Records from a data collection:
◆ ◆ ◆ ◆ ◆
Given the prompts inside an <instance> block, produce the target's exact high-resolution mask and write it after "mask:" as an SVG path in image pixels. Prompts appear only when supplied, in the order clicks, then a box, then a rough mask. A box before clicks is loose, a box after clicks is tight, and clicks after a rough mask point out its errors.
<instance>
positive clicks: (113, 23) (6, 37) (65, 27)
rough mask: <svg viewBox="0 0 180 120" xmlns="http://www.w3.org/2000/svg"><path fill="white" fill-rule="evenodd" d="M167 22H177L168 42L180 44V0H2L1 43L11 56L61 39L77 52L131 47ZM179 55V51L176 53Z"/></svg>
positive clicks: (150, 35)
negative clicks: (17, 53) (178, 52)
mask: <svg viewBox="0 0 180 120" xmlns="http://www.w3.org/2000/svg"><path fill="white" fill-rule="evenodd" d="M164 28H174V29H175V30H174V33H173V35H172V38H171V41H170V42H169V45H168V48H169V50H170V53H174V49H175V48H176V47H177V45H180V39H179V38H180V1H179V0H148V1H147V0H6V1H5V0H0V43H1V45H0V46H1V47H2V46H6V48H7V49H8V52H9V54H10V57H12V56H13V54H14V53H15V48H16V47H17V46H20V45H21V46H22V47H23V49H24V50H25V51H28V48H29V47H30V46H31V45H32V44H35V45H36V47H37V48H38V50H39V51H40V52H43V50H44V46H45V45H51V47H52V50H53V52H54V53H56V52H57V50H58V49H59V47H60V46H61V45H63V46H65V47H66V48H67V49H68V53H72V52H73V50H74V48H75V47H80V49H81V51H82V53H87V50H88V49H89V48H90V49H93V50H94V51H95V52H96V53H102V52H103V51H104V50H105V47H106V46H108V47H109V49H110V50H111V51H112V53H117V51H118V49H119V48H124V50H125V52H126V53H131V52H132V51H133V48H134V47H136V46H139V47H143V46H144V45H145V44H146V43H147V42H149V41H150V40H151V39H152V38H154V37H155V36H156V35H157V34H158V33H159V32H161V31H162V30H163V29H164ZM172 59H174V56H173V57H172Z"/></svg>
◆ ◆ ◆ ◆ ◆
**WORK REQUIRED:** Please copy the records from their start through the line that contains "positive clicks: (150, 35)", switching "positive clicks" to "include clicks" wherever it appears and leaving everything else unchanged.

**ANSWER FOR THIS EXERCISE:**
Given the prompts inside an <instance> block, produce the target's exact high-resolution mask and write it after "mask:" as an SVG path in image pixels. Prompts appear only when supplied, in the order clicks, then a box, then a rough mask. A box before clicks is loose, a box after clicks is tight, and clicks after a rough mask point out its errors.
<instance>
include clicks: (113, 23) (6, 37) (65, 27)
rough mask: <svg viewBox="0 0 180 120" xmlns="http://www.w3.org/2000/svg"><path fill="white" fill-rule="evenodd" d="M167 22H177L168 42L180 44V0H2L1 43L11 56L61 39L77 52L131 47ZM179 55V51L176 53Z"/></svg>
include clicks: (150, 35)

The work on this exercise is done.